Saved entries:
● ● ● ● ● ● ●

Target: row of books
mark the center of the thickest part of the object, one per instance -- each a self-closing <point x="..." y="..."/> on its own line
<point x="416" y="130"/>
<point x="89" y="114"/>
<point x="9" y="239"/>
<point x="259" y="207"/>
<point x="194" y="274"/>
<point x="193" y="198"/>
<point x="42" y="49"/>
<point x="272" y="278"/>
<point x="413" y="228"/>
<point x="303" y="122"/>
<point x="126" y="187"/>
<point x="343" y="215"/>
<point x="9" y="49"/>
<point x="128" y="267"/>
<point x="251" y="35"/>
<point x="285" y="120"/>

● ● ● ● ● ● ●

◆ **WORK TASK**
Reproduce the final stretch of the data above: every line from the one holding "mark the center" through the end, inclusive, exactly as written and nothing else.

◆ **WRITTEN SOLUTION**
mark the center of the thickest part of the object, one per instance -- each a self-closing <point x="..." y="..."/> on its own line
<point x="416" y="130"/>
<point x="89" y="114"/>
<point x="9" y="239"/>
<point x="259" y="207"/>
<point x="194" y="274"/>
<point x="193" y="198"/>
<point x="42" y="49"/>
<point x="272" y="278"/>
<point x="413" y="228"/>
<point x="303" y="122"/>
<point x="126" y="187"/>
<point x="343" y="215"/>
<point x="9" y="49"/>
<point x="128" y="267"/>
<point x="251" y="35"/>
<point x="285" y="120"/>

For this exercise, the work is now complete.